▶ [Data for this exercise]

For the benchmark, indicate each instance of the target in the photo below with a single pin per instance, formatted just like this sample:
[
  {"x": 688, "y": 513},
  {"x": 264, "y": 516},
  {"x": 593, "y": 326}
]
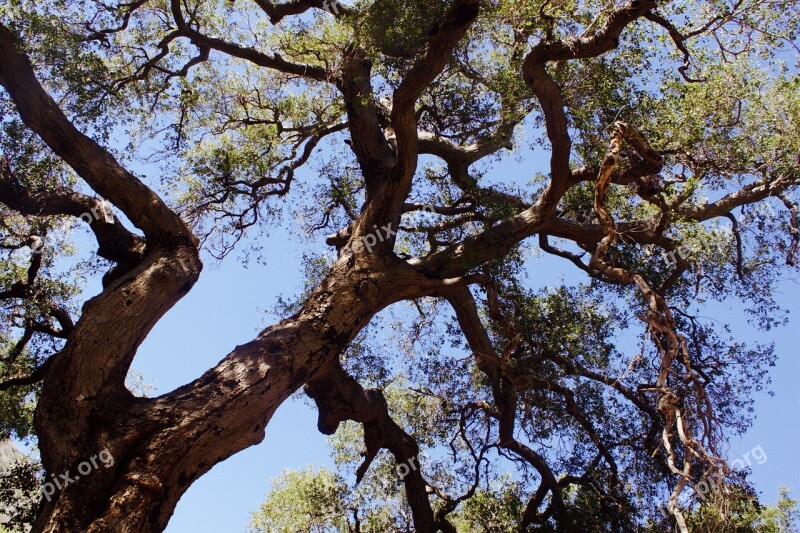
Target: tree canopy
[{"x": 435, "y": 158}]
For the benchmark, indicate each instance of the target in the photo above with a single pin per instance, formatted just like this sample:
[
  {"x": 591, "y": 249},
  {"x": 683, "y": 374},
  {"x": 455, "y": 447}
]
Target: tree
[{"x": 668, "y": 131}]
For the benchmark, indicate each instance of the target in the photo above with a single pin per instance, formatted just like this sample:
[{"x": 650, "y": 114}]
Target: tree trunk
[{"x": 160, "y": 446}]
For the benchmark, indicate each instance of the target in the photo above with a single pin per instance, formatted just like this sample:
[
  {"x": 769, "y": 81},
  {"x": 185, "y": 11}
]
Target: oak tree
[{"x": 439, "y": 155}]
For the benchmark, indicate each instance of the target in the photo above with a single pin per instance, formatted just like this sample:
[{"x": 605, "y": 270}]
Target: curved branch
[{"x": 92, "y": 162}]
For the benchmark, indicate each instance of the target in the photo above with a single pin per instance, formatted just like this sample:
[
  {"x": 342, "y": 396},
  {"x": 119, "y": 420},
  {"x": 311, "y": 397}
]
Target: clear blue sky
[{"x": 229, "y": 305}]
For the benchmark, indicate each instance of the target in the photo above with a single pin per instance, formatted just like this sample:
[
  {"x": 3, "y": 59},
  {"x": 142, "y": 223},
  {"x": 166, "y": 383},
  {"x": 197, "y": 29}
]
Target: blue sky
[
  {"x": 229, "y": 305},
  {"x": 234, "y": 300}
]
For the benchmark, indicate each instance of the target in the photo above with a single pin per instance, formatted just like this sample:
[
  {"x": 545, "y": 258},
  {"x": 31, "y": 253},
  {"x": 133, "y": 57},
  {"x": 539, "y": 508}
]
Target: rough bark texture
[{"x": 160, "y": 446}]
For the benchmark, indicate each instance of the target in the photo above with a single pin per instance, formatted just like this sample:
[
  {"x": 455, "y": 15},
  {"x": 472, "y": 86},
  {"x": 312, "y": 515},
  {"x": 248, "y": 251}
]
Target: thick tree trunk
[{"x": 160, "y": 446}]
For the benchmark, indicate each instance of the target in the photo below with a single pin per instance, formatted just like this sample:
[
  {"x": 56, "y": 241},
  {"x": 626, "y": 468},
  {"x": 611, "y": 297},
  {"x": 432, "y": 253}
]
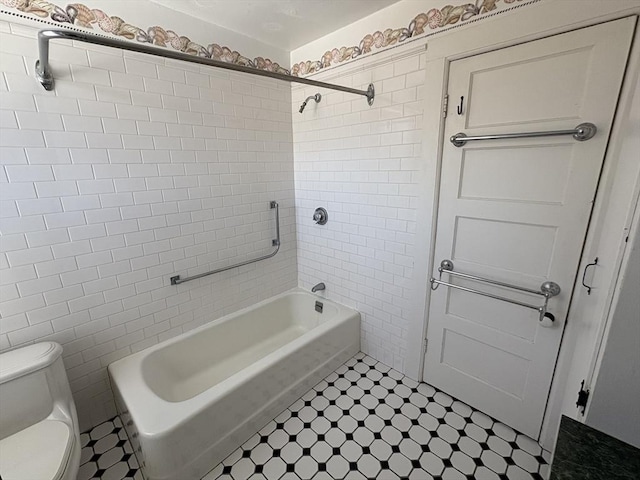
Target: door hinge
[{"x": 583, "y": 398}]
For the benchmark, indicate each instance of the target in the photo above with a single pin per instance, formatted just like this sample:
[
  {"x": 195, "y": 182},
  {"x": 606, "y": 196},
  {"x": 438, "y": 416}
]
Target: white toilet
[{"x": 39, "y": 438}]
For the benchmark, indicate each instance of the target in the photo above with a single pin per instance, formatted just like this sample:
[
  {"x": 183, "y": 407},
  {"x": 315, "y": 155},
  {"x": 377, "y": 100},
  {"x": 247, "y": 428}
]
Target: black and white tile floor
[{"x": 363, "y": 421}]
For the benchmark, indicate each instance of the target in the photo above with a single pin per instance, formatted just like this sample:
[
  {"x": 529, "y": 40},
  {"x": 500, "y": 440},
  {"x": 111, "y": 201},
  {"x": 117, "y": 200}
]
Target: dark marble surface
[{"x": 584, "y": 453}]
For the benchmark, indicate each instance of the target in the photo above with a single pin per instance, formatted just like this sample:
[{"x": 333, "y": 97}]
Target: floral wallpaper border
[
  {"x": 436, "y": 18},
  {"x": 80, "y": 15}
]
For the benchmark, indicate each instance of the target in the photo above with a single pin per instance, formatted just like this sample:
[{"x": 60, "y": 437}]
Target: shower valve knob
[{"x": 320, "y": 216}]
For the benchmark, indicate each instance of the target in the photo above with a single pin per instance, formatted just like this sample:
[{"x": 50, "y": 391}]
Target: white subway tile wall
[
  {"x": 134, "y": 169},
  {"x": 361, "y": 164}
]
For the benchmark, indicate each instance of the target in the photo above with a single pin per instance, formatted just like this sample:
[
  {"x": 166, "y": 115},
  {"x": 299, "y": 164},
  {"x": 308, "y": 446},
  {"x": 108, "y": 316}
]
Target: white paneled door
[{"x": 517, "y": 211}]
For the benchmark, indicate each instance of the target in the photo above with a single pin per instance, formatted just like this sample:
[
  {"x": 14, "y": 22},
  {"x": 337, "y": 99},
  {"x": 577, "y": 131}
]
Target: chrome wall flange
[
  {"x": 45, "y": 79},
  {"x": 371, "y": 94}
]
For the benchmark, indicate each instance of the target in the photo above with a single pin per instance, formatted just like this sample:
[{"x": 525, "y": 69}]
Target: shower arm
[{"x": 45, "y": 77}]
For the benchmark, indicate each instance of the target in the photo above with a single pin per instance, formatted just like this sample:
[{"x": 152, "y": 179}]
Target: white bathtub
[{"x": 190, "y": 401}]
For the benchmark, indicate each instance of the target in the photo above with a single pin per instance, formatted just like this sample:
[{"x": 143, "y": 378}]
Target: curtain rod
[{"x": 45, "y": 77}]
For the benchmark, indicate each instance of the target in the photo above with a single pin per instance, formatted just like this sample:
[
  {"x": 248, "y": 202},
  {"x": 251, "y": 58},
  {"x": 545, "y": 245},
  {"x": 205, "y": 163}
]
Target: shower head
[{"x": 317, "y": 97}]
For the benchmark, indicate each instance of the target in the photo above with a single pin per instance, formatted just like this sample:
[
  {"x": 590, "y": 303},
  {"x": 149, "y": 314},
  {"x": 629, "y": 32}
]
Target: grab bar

▶ [Directions for this task] Gather every line of the records above that contains the string "shower", and copy each such line in full. Treat the match as case-sensitive.

▶ [Result for this task]
Target: shower valve knob
Target: shower arm
Target: shower head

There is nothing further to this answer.